(Items from a dataset)
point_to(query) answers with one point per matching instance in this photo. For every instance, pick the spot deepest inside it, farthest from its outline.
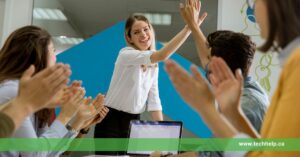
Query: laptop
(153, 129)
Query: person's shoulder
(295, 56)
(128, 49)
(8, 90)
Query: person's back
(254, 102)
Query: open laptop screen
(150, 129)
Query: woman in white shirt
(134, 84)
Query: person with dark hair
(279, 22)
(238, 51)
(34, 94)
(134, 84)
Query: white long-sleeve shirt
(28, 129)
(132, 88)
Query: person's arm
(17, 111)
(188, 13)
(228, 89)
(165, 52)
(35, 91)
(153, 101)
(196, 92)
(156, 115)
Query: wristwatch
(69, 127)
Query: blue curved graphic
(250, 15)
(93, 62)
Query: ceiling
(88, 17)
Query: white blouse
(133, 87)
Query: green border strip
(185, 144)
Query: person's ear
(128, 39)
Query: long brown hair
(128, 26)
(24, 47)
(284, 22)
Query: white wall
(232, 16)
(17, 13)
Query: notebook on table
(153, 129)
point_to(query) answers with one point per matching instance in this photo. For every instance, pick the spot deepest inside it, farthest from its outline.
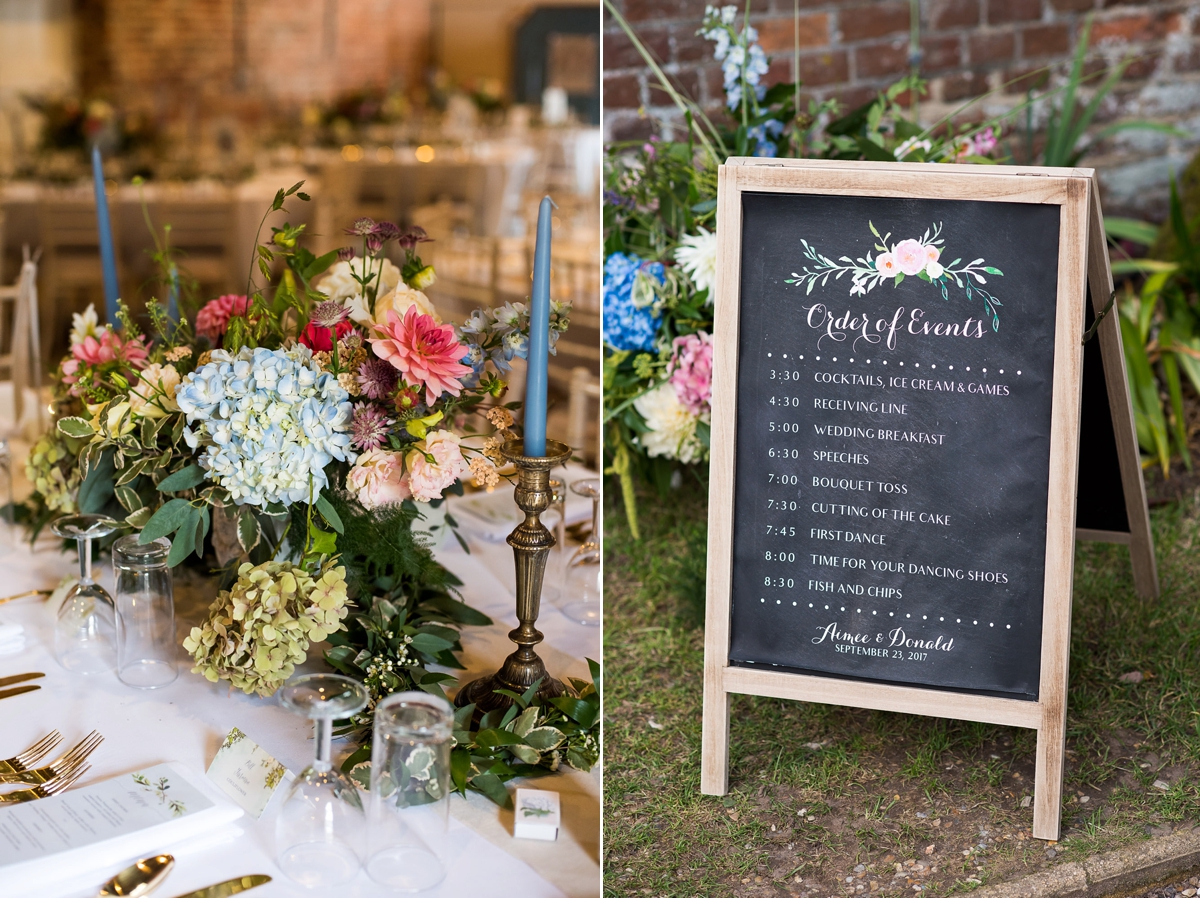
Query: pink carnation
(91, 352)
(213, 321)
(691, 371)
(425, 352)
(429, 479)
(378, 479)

--- What you need to do ---
Please transcribe exactly the lines from the one containing "Query: wristwatch" through the last line of the records above, both included, and leave out every picture.

--- Response below ---
Query: wristwatch
(69, 127)
Query: blue curved graphic
(250, 15)
(93, 62)
Query: ceiling
(88, 17)
Query: white blouse
(133, 87)
Query: green border strip
(185, 144)
Query: person's ear
(128, 39)
Query: long brown hair
(128, 26)
(24, 47)
(284, 22)
Query: white wall
(232, 16)
(17, 13)
Query: notebook on table
(153, 129)
point_to(query) answers with one point per matching instance in this photo. For every instance, pick the spot deepest inside it, farthest from its outline.
Query: pink carnation
(91, 352)
(213, 321)
(691, 371)
(425, 352)
(429, 479)
(378, 479)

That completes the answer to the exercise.